Saved data entries:
══════════

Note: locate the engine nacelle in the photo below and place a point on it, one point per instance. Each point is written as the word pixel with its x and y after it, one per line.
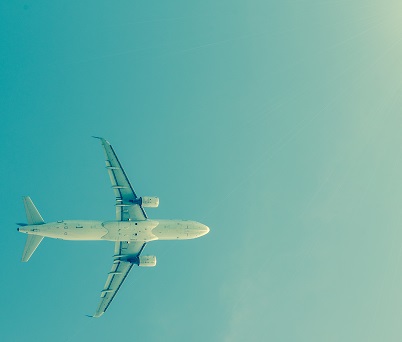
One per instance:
pixel 147 261
pixel 150 202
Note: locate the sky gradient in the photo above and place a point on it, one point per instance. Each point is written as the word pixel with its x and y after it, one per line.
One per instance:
pixel 275 123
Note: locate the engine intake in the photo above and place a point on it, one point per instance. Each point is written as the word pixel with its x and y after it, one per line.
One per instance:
pixel 147 261
pixel 149 202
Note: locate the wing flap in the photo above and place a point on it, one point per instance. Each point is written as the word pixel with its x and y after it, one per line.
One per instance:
pixel 125 257
pixel 31 244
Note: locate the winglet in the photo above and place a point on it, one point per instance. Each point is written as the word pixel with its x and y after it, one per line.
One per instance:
pixel 101 139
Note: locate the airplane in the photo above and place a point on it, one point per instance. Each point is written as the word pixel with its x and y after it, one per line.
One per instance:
pixel 131 230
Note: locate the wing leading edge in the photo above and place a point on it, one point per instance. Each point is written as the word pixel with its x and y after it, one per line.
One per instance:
pixel 128 205
pixel 125 257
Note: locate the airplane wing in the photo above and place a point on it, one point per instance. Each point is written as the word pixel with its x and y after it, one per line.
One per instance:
pixel 128 204
pixel 125 257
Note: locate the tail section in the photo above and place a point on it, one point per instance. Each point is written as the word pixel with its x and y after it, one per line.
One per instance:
pixel 33 218
pixel 32 243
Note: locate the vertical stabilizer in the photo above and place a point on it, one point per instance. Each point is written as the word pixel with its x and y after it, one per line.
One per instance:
pixel 33 216
pixel 32 243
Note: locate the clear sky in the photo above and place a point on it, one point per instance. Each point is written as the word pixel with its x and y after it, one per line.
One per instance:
pixel 276 123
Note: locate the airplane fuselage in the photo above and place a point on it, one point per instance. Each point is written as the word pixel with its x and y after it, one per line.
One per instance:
pixel 145 230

══════════

Goal. Output every line of the saved data entries above as a numbered list, skipping blank lines and leaving out the pictures.

Answer for this exercise.
1. Note: locate the engine nacelle in the photo below and place a point on it, one point per instance. Each point is written as the word pixel with its x and y after it, one per line.
2. One per instance:
3. pixel 147 261
4. pixel 150 202
5. Note: locate the sky gradient in the photo above and place a point on it, one point per instance. Each point is written as the word pixel with its x and y after it, one per line.
6. One per instance:
7. pixel 275 123
8. Note: locate the engine intake in the photo above and place a point on it, one point per instance. Each point is written as the word pixel with its x and y after it, one per line.
9. One per instance:
10. pixel 147 261
11. pixel 149 202
12. Note: locate the wing flap in the photo above and place a point on it, one point per instance. Each point is written as the word pixel with its x and y after it, one per line.
13. One per instance:
14. pixel 125 257
15. pixel 31 244
16. Note: locate the winglet in the photo above and place a point on it, one point per instance. Each point is written as the word pixel with its x and y after it, one per line.
17. One per instance:
18. pixel 101 139
19. Note: locate the airplane in the photo above and place a point on it, one point per instance. Each point is written as the word pixel with its x and y after it, one per line.
20. One per instance:
21. pixel 131 230
22. Note: locate the wing leading edge in the photo above and place a point on it, one point per instance. Each point is written as the word pixel with its x and y after it, one per line.
23. One per instance:
24. pixel 128 205
25. pixel 125 257
26. Note: locate the airplane wing in the photo above and place a point on it, one point per instance. Each point is written as the word pixel with its x and y after it, one per line.
27. One per instance:
28. pixel 128 204
29. pixel 125 257
30. Note: locate the tail section in the photo above and place a point on it, one point per instance. Each point is written as the word pixel with its x and y after it, one per line.
31. One per instance:
32. pixel 33 218
33. pixel 32 243
34. Note: locate the vertical stabilizer in the photo above and place a point on it, one point per instance. Each point is written as the word pixel with its x and y after it, one per line.
35. One per instance:
36. pixel 33 216
37. pixel 32 243
38. Note: locate the clear sky in the photo above and place a point on it, one point per instance. Each point is written as the word pixel with its x and y after it, one per line.
39. One per instance:
40. pixel 276 123
41. Note: locate the airplane fuselage in the photo above and place a point on it, one point per instance. Each point is written as the word pixel with its x and y after it, one per line.
42. One per instance:
43. pixel 145 230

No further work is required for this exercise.